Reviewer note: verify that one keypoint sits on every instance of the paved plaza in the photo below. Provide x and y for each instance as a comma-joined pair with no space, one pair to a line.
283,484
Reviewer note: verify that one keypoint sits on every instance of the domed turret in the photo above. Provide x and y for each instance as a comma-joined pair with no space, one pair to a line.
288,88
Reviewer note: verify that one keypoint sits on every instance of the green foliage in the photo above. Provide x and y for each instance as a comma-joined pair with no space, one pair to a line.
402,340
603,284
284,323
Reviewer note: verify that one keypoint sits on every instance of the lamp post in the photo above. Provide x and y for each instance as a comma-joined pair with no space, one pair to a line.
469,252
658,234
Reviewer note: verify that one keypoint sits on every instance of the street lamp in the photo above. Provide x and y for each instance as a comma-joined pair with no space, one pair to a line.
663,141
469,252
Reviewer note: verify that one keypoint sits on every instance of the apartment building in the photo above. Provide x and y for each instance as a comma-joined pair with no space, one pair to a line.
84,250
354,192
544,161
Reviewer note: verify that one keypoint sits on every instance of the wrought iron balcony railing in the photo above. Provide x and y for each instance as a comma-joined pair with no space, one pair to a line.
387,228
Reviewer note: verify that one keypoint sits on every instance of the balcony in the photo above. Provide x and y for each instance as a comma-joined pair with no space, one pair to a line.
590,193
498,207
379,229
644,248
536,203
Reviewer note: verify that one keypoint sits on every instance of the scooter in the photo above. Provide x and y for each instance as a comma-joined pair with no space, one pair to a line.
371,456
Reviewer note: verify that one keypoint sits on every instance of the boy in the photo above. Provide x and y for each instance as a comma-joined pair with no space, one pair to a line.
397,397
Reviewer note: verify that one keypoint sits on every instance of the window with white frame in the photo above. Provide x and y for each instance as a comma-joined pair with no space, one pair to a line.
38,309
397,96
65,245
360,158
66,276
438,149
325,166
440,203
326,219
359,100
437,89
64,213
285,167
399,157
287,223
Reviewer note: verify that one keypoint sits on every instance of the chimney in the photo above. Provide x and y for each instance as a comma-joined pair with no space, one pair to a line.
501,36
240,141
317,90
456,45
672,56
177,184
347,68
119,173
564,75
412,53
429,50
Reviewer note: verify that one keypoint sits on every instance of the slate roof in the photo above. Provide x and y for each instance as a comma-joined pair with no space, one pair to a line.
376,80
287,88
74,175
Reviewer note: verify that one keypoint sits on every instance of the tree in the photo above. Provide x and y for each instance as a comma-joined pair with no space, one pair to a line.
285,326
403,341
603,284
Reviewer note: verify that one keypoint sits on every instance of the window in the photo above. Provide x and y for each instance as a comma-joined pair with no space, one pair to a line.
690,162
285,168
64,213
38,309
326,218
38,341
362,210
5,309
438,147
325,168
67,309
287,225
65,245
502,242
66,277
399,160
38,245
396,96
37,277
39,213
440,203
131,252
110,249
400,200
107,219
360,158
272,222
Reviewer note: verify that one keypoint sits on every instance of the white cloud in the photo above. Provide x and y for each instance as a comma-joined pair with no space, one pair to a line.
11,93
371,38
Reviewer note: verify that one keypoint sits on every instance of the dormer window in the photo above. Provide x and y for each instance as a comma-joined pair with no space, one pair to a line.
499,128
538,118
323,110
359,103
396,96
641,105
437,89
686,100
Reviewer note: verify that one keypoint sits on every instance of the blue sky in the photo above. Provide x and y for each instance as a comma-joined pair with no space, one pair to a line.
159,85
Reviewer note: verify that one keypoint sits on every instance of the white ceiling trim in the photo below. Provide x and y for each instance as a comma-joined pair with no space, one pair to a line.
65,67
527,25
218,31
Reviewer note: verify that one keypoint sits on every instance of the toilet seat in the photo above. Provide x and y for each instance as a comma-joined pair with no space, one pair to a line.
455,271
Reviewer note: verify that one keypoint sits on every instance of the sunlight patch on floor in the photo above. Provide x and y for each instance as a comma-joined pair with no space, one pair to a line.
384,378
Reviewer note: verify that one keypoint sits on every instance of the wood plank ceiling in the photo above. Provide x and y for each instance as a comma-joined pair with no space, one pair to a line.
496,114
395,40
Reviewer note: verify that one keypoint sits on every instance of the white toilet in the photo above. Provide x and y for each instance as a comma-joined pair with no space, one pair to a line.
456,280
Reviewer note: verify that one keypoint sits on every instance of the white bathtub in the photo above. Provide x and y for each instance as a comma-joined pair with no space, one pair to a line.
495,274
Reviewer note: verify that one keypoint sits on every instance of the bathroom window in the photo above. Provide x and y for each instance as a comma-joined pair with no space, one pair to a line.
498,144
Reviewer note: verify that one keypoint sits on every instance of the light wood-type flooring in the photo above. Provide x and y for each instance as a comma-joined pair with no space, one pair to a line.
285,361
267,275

- EXERCISE REQUIREMENTS
Output each record precisely as given.

- WORKED ANSWER
Reviewer note: verify that one keypoint sits on every instance of the paved plaza in the photo below. Provide x and y for each instance as a comma-joined pair with no space, one pair to a line.
283,484
Reviewer note: verify that one keypoint sits on every instance of the domed turret in the photo above. Provide x and y for each instance as a comma-joined pair with no space, one pair to a line.
288,88
Reviewer note: verify that one keypoint sits on every instance of the green foliage in the photo above. Provide x and y for each instance as a comma-joined pair with no space, one pair to a line.
402,340
603,284
284,323
Reviewer note: verify that one keypoint sits on every instance of the lamp post in the photo above. Provide x and y for each instance as a comma-joined pair with no space, one pair to a line.
469,252
658,234
Reviewer note: verify that one keypoint sits on every instance of the street lamp in the photo above. Provide x and y for each instance as a comma-joined pair with no space, one pair to a line.
663,141
469,252
Reviewer note: verify that one keypoint sits on every instance of the apartment building in the photo above. Provide x and y for each instance as a comma-joined pair with no space, one pair to a line.
84,250
354,192
544,161
Reviewer note: verify that one keypoint sits on every instance of the wrought iron balcony railing in the photo above. Provide x and y for each instance as a comma-joined pair with no space, one pair to a line.
387,228
Reviewer note: verify that one keypoint sits on every instance of the balcony in the photo above. Provide x and y for each instance as a comma-joined pair with no space, one pair to a line.
590,193
498,207
379,229
644,248
536,203
Reviewer note: verify that one keypoint sits on every instance of the scooter in the photo above. Provide x and y for each instance as a comma-joined pair with no space, one pair to a line.
371,456
Reviewer note: verify that one keypoint sits on every instance of the boy in the photo above. Provide x and y for each instance as a comma-joined pair with no space, one pair to a line.
397,397
Reviewer note: verify that one keypoint sits on every instance of the window with white frame in the photo above. Provide x and y for each instance as a comma-joined pair with no space, one pair to a line.
38,309
397,96
65,245
360,158
66,276
438,149
325,166
440,203
326,219
359,100
437,89
64,213
285,167
399,157
287,223
Reviewer note: verify that one keypoint sits on every instance of the chimney in the photo above. Provide x and y for each instance as a comma-joined pair with no space, one pair to a line.
501,36
240,141
317,90
456,45
672,56
177,184
347,68
119,173
564,75
412,53
429,50
Reviewer note: verify that one keypoint sits on every instance of the slate roof in the photo above. Provide x and y for each instance as a comma-joined pair with no space, one pair to a line.
376,80
287,88
74,175
Reviewer note: verify that one keypoint sits on every instance of the tree in the photo above. Provide x and y for each instance as a comma-joined pair with no space, one pair to a line.
285,326
403,341
603,284
Reviewer note: verify that one keypoint sits on every instance of the window in the photo above. Provide x and y for each instance as a comma-joined pair with no space, one pair to a line.
690,162
285,168
64,213
38,309
326,218
38,341
362,210
5,309
438,147
325,168
67,309
287,225
65,245
502,242
66,277
399,160
38,245
396,96
37,277
39,213
440,203
131,252
110,249
400,200
107,219
360,158
272,222
Reviewer note: verify that one keypoint sits on every instance of the white cloud in the photo above. Provide x and y for each instance as a comma-joined pair with no space, one pair to a line.
11,93
371,38
Reviewer note: verify that one keypoint sits on every instance of the dormer window in the photo above. Provide x and y for each instance as a comma-joined pair with no space, one pair to a line.
499,128
538,118
323,110
359,103
396,96
641,105
437,89
686,100
Reviewer note: verify that one keypoint sits on every instance of the blue sky in the photo above. Provide x and y for each instance as a comma-joined pair with no space, one pair to a line.
159,85
Reviewer note: verify that one keypoint sits on every instance of the white ceiling trim in the photo below. Provide x and y for each instance as a comma-joined pair with no space, one pair to a line.
65,67
527,25
218,31
Reviewer note: verify that one keypoint sits on every instance of the toilet seat in the photo above. Provide x and y for each instance as a comma-joined pair with no space, one pair to a line.
455,271
Reviewer note: verify that one keypoint sits on every instance of the sunlight patch on floor in the photo above. Provide x and y for each instance as a comma-joined pair with no space, one pair to a line.
384,378
Reviewer note: verify that one keypoint sits on every instance of the wood plank ceiling in the photo above. Provide x and y for each instance as a comma-joined pair with no space, one pair to a line.
496,114
395,40
Reviewer note: verify that one keypoint sits on every instance of the white toilet in the photo above. Provide x and y for each instance as a comma-joined pair with no space, one pair to a line.
456,280
Reviewer note: verify that one keypoint sits on every instance of the white bathtub in the photo above. Provide x and y for each instance as a comma-joined pair with no space, one pair to a line.
495,274
Reviewer note: verify that one keypoint sits on every instance of the bathroom window in the photo above. Provide x and y for each instance as a comma-joined pair with no space, one pair to a line.
498,144
Reviewer note: verify that one keypoint sits on every instance of the light wood-type flooring in the photo above. Provide x and y for each instance as a comma-joined pair with no space, one pair to a line.
285,361
267,275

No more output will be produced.